__What the task asks__:
Lay out the rows below as a Markdown table with the columns "No." and "Entry", numbering each row in order and omitting blank lines.
☆ ☆ ☆ ☆
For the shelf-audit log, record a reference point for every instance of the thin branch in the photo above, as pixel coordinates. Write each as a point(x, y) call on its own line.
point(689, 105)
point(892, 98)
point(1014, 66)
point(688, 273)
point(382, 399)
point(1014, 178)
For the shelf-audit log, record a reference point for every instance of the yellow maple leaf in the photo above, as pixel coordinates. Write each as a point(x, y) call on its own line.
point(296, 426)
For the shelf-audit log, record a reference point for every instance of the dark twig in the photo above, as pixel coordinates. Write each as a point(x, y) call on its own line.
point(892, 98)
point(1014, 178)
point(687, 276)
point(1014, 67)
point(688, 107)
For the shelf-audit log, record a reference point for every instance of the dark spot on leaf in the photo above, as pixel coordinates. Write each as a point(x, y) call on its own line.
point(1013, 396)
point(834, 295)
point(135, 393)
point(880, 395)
☆ ☆ ☆ ☆
__Written answer__:
| No. | Entry |
|---|---|
| 1 | For the shelf-audit log, record a reference point for every instance of the thin branch in the photo above, as pixel coordinates. Write each as a point(x, y) call on its own line. |
| 2 | point(689, 105) |
| 3 | point(892, 98) |
| 4 | point(1014, 66) |
| 5 | point(688, 273) |
| 6 | point(382, 399) |
| 7 | point(1014, 178) |
| 8 | For the shelf-audit log, record a reference point for every instance of the yellow maple leaf in the photo above, as pixel coordinates. Write each as a point(x, y) call on its own line. |
| 9 | point(296, 426) |
| 10 | For the shelf-audit log, record a reference point for every instance of the dark twig in the photo above, as pixel coordinates. Write each as a point(x, y) call on its own line. |
| 11 | point(892, 98) |
| 12 | point(1014, 178) |
| 13 | point(687, 276) |
| 14 | point(1014, 67) |
| 15 | point(688, 107) |
| 16 | For the shelf-audit log, record a reference point for every instance of the dark spot on leaf in the photo above, as pixel coordinates. Write each as a point(x, y) call on its own line. |
| 17 | point(1013, 396) |
| 18 | point(834, 295) |
| 19 | point(135, 393) |
| 20 | point(880, 395) |